→ 提供テキスト:
########

胃やみぞおちの痛み
胃やみぞおちあたりの痛みの多くは、消化器疾患を原因とするものです。ここでは、痛みの原因として考えられる消化器疾患の例を挙げます。ただし、これらはあくまで可能性があると考えられる疾患です。痛みの正確な原因を特定するためには、消化器内科や内科など専門の医療機関を受診する必要があります。
胃やみぞおちが痛いときに考えられる消化器疾患の例
みぞおちの付近にある消化器
逆流性食道炎
みぞおちの痛みのほか、胸焼け、呑酸(口内に胃液が逆流する)、のどの違和感などの症状がみられます。
加齢などによって食道と胃の境目の部分の筋力が弱まると、胃酸や胃の内容物が食道に逆流し粘膜を刺激します。食道の粘膜には、胃の粘膜のように胃酸から自身を守る構造がありません。そのため、食道壁に炎症が起こり痛みを生じます。
機能性ディスペプシア
みぞおちの痛み、胃もたれ、胸やけ、吐き気などが慢性的に続いているにもかかわらず検査で異常が認められない場合、機能性ディスペプシアと診断されることがあります。痛みの原因として、胃が十分に動かず食べたものをうまく十二指腸に送ることができない、胃酸の出過ぎ、胃の知覚過敏、精神的ストレス、ピロリ菌への感染などが考えられています。とはいえ、原因はまだはっきりと特定されていません。

########

→ 作成内容: 胃やみぞおちの痛みについての文章を、最後の文の後から書き継ぐこと。 この後の一覧は使わなくてよい。

→ 抽出一覧:
########

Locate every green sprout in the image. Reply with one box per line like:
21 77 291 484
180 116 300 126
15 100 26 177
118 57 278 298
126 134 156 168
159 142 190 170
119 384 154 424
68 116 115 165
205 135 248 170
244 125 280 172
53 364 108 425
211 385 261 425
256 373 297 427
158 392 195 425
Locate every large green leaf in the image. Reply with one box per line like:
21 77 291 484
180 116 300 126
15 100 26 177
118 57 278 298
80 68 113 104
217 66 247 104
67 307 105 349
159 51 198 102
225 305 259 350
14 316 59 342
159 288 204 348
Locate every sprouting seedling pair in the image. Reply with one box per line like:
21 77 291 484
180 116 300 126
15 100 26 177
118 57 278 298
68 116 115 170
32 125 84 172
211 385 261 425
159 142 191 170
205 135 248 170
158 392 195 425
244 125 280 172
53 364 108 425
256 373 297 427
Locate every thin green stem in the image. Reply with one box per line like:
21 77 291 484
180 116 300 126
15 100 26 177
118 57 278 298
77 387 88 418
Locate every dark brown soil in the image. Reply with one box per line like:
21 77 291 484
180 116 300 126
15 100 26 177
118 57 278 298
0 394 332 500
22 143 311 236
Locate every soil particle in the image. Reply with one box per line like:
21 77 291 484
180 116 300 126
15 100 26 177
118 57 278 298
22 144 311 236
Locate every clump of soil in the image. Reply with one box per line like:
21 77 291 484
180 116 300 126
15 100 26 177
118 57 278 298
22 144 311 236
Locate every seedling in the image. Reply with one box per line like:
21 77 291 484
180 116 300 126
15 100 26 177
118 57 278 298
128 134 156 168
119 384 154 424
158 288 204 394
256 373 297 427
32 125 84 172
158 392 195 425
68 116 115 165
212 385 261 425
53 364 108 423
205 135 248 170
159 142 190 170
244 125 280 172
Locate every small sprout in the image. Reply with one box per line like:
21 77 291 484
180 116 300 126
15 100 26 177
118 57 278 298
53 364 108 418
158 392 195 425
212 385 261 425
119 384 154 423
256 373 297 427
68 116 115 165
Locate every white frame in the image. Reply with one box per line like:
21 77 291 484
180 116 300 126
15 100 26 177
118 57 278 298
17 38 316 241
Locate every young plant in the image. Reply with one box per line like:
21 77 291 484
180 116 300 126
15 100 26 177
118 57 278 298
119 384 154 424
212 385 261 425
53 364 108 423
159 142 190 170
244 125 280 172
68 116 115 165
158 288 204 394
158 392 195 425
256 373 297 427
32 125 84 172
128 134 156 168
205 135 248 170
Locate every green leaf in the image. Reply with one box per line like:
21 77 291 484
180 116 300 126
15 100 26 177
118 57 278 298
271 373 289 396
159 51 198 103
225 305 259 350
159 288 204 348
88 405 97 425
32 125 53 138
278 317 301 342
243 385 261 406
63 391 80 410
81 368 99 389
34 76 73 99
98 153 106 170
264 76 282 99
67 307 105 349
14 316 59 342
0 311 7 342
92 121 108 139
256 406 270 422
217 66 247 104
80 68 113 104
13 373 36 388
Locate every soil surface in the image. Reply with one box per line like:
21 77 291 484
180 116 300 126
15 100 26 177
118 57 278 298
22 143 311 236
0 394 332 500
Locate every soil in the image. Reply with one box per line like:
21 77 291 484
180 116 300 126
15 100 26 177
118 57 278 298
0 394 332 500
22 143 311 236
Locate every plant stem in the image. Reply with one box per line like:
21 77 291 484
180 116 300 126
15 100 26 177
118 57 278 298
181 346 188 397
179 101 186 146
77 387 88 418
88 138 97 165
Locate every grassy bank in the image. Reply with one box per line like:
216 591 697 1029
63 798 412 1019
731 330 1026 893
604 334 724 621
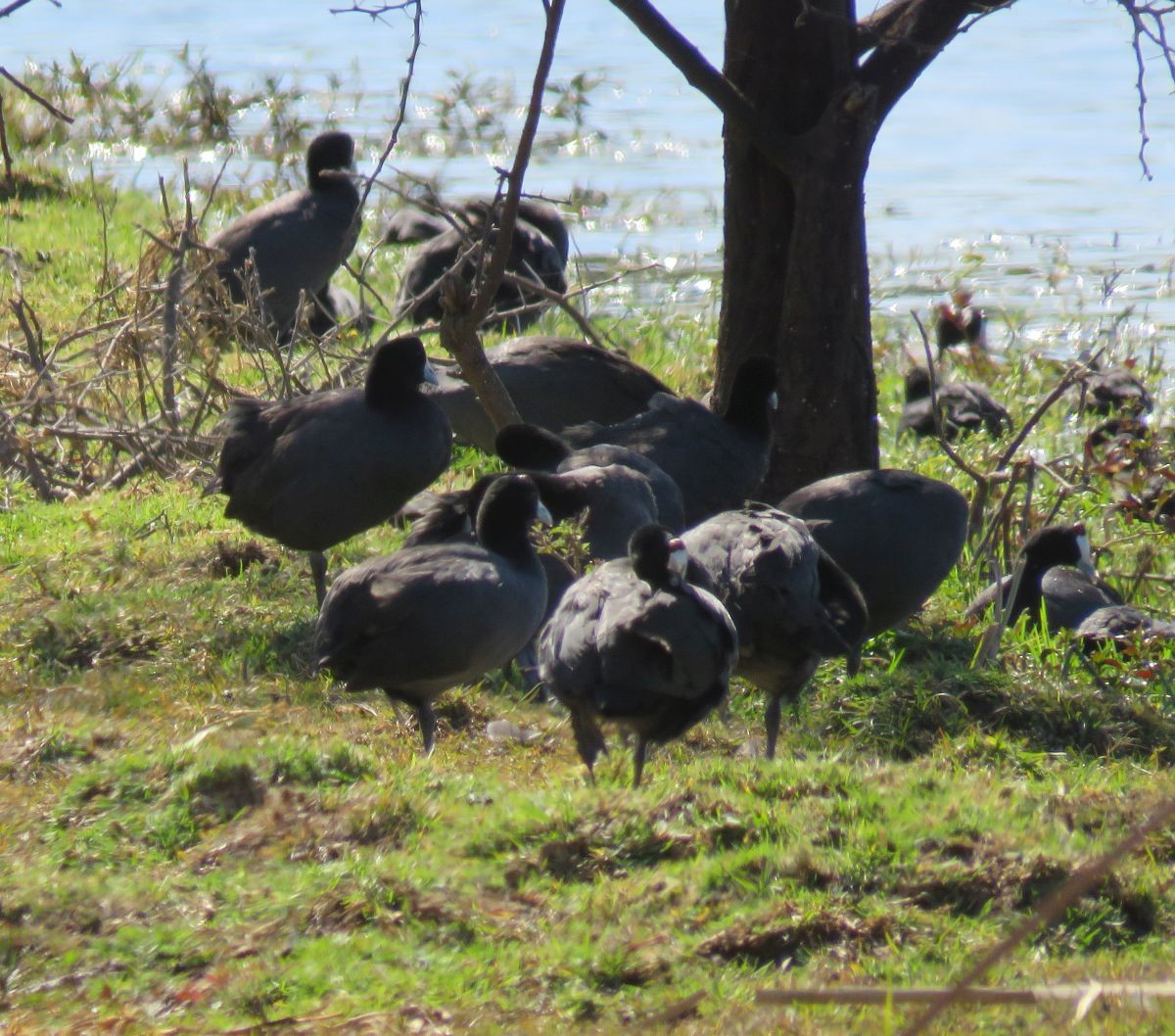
0 173 1175 1034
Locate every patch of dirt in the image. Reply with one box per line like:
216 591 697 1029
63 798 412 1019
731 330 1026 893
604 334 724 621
189 785 418 873
505 793 752 888
893 838 1069 918
893 836 1159 946
207 540 277 579
698 908 901 966
189 763 265 820
29 619 161 670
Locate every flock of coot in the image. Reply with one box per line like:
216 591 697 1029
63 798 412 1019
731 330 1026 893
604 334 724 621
202 133 1165 783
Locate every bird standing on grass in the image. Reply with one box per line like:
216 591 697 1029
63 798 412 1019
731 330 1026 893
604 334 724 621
213 337 452 605
208 130 360 334
315 475 550 753
682 504 866 759
563 355 777 525
779 467 967 636
540 525 738 787
964 522 1122 632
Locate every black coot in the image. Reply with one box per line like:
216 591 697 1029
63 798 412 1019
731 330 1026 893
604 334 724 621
563 355 776 525
315 475 547 752
433 336 672 453
208 130 360 332
540 525 738 785
682 505 866 759
218 338 452 604
779 467 967 636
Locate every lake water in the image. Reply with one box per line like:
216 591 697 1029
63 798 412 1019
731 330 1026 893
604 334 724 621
4 0 1175 328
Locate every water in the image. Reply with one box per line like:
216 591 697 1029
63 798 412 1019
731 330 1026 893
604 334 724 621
4 0 1175 328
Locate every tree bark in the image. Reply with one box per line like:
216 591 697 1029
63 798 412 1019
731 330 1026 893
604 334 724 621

########

→ 作業結果:
急性胃炎
暴飲暴食、飲酒、精神的ストレス、食中毒やピロリ菌の感染などの原因で胃の粘膜がただれることで胃やみぞおちに痛みを生じます。炎症性疾患では、鋭い痛み(「キリキリ」などと表現される)が特徴的です。
慢性胃炎
繰り返し、もしくは持続的に起こるみぞおちの痛みが特徴です。出血や粘膜のただれがある場合は、ストレス、非ステロイド系消炎鎮痛剤、飲酒などが原因と考えられます。粘膜のただれがない場合は、ピロリ菌の感染が疑われます。ピロリ菌に感染したまま長期間放置していると、炎症が胃全体に広がり痛みを引き起こします。
十二指腸炎
ピロリ菌、精神的ストレス、飲酒、薬剤の副作用などが原因で、十二指腸の粘膜が傷つき慢性的な炎症が起こることで痛みが生じます。十二指腸や膵臓は背中側に近い臓器なので、みぞおちだけでなく背中が痛む場合があります。
胃潰瘍・十二指腸潰瘍
胃潰瘍は食事中~食後、十二指腸潰瘍は空腹時、みぞおちあたりにズキズキと重苦しい痛みを生じます。ピロリ菌、精神的ストレス、非ステロイド系消炎鎮痛剤やステロイド薬の服用などにより生じる胃や十二指腸の粘膜の潰瘍が痛みの原因です。
胆石症
胆汁が通る胆道に石ができる病態を胆石症といいます。油の多い食事をとると、胆のうは収縮して胆汁を押し出そうとします。結石により出口がふさがれ胆汁が出られないと、胆のうが収縮できず、みぞおちか右の肋骨下の腹部に激しい痛みを生じます。
胆のう炎
胆石によって長時間胆のうの出口が塞がって張りつめたままでいると、胆のうに炎症が起こり、みぞおちか右の肋骨下の腹部に持続する痛みを生じます。
急性膵炎
飲酒、その他の要因で膵臓に貯留している消化酵素が活性化し膵臓自体を消化することで炎症が起こります。痛みは、みぞおちから左上腹部にかけて生じ、背部にまで広がることがあります。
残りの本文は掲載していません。